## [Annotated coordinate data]
◆ ◆ ◆ ◆ ◆ ◆ ◆

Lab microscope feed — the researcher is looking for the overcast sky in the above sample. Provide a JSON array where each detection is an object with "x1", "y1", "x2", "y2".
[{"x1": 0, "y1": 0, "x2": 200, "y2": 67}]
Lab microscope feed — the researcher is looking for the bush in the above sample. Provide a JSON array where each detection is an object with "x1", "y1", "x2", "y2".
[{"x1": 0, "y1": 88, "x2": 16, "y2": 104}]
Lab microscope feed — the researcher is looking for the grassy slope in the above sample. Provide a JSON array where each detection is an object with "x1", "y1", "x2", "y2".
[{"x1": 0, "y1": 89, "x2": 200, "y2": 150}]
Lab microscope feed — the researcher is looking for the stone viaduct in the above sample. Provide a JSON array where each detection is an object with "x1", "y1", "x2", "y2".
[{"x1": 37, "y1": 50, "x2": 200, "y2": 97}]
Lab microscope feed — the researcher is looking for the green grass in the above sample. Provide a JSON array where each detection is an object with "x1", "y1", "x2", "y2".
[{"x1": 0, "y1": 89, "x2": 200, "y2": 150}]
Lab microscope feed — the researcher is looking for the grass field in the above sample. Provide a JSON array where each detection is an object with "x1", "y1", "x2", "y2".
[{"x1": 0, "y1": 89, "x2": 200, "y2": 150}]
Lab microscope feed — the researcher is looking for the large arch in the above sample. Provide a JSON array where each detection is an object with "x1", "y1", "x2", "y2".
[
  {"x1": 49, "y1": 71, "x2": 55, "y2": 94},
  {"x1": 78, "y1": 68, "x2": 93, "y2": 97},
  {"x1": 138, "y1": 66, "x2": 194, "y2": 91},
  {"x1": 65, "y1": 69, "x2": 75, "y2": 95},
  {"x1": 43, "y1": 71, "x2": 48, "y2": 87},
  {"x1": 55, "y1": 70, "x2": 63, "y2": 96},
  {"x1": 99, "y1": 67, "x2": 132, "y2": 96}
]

◆ ◆ ◆ ◆ ◆ ◆ ◆

## [The exercise]
Copy out the data verbatim, from the line containing "Lab microscope feed — the researcher is looking for the large" through the end of the data, with both ends included.

## [Answer to this exercise]
Lab microscope feed — the researcher is looking for the large arch in the above sample. Provide a JSON array where each detection is an object with "x1", "y1", "x2", "y2".
[
  {"x1": 49, "y1": 71, "x2": 55, "y2": 94},
  {"x1": 78, "y1": 68, "x2": 93, "y2": 97},
  {"x1": 138, "y1": 66, "x2": 194, "y2": 91},
  {"x1": 65, "y1": 69, "x2": 75, "y2": 95},
  {"x1": 43, "y1": 71, "x2": 48, "y2": 87},
  {"x1": 55, "y1": 70, "x2": 63, "y2": 96},
  {"x1": 99, "y1": 67, "x2": 132, "y2": 96}
]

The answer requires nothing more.